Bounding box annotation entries

□ □ □ □ □ □ □

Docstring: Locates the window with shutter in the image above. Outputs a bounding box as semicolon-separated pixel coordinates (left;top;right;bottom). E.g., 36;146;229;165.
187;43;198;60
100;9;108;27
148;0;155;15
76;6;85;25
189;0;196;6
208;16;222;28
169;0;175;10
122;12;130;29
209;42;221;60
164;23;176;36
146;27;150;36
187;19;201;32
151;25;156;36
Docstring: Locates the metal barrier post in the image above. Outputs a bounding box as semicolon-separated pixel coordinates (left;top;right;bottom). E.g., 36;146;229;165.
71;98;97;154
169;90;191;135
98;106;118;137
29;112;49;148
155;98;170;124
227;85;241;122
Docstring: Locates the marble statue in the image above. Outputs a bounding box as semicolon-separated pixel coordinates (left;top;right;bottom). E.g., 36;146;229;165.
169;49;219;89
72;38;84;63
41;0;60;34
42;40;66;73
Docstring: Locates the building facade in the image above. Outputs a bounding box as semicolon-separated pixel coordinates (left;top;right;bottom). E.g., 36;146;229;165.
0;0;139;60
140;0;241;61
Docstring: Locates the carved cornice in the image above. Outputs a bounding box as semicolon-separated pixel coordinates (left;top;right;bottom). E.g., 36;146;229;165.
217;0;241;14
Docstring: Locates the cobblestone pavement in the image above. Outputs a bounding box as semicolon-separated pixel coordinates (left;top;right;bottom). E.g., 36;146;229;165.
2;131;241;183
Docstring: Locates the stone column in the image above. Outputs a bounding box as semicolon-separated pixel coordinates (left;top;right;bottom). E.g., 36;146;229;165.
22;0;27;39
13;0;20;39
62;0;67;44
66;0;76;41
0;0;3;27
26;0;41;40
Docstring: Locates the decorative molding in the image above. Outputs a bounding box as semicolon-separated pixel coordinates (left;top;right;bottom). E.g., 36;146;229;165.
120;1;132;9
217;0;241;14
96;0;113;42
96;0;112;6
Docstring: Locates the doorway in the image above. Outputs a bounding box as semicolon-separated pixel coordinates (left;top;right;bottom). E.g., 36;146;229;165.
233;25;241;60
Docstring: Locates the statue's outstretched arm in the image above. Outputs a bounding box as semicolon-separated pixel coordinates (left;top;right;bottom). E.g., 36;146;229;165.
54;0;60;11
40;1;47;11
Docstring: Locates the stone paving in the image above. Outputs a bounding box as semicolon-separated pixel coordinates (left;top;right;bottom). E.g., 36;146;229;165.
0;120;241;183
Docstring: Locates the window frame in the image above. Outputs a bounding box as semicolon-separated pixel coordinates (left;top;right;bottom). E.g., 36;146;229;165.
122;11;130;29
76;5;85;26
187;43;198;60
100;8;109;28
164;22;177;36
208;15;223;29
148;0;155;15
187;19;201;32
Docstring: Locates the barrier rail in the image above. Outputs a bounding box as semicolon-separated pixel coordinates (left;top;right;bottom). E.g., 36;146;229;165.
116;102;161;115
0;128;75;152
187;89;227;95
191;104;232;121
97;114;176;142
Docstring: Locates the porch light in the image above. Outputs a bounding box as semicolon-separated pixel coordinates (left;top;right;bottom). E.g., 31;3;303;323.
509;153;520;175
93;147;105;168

□ □ □ □ □ □ □

REQUIRED WORK →
Return every one of the entries above verbatim, reproducing each line without any change.

ANSWER TO THE EXERCISE →
Docstring: Locates the window with shutter in the image above. Outputs a bounding box as semicolon-separated pixel coordinates (left;top;right;bottom). E.g., 36;146;229;165.
187;43;198;60
100;9;108;27
148;0;155;15
76;6;85;25
189;0;196;6
208;16;222;28
169;0;175;10
122;12;130;29
209;42;221;60
164;23;176;36
146;27;150;36
187;19;201;32
151;25;156;36
Docstring: Locates the metal barrier post in the image above. Outputs a bounding box as semicolon-separated pixel coordinates (left;top;right;bottom). E.g., 36;146;229;165.
71;98;97;154
169;90;191;135
98;106;118;137
29;112;49;148
155;98;170;124
227;85;241;122
Docstring: Locates the marble statue in the image above. Outputs a bounding box as semicolon-separated pixel coordinates (left;top;right;bottom). E.g., 36;146;229;165.
169;49;219;89
72;38;84;63
41;0;60;34
42;40;66;73
Docstring: Locates the building facade in the image above. Outputs a bounding box as semicolon-separated pixel coordinates (left;top;right;bottom). E.g., 36;146;229;165.
0;0;139;60
140;0;241;61
Docstring: Locates the carved cornice in the image above. Outputs a bounding box as semicolon-separated pixel coordinates (left;top;right;bottom). E.g., 36;146;229;165.
217;0;241;14
Docstring: Locates the cobblestone pavement in the image above. Outputs a bounding box as semicolon-separated pixel coordinates (left;top;right;bottom). E.g., 36;146;229;165.
2;131;241;183
Docstring: Locates the stone column in the image above. Outputs a bounding box as semicolon-separated pixel coordinates (left;top;right;bottom). E.g., 36;146;229;165.
22;0;27;39
13;0;20;39
62;0;67;44
66;0;76;41
0;0;3;27
26;0;41;40
Docstring: Locates the decorative molding in the image above. Outputs a bounding box as semicolon-separated pixel coordinates (left;top;right;bottom). E.g., 36;146;229;165.
120;1;132;9
217;0;241;14
96;0;113;42
96;0;112;6
Docstring: Locates the doorway in the image above. Outputs a bounding box as semicolon-separated pixel coordinates (left;top;right;bottom). E.g., 36;146;229;165.
233;25;241;60
Docstring: Locates the statue's outstretched arm in the image above. Outputs a bounding box as semicolon-separated pixel coordinates (left;top;right;bottom). E.g., 36;146;229;165.
54;0;60;11
40;1;47;11
Docstring: Locates the stone paving in the image above. Outputs a bounding box as semicolon-separated pixel coordinates (left;top;right;bottom). E.g., 36;146;229;165.
0;120;241;183
Docstring: Locates the window frame in the image above. Outputs a bounding box as semicolon-separated pixel coordinates (left;top;right;bottom). E.g., 36;146;229;165.
122;11;130;29
76;5;85;26
187;43;198;60
100;8;109;28
164;22;177;36
208;15;223;29
148;0;155;15
187;19;201;32
Docstring: Locates the barrier rail in the image above. Outputs a bounding box as semicolon-separated pixel coordinates (left;top;right;bottom). E.g., 36;146;229;165.
116;102;161;115
0;128;75;152
187;89;227;95
191;104;232;121
97;114;176;142
Docstring: Locates the porch light in the image above. Outputs a bounding box as semicolon-separated pixel coordinates (left;top;right;bottom). E.g., 31;3;303;323.
509;153;520;175
93;147;105;168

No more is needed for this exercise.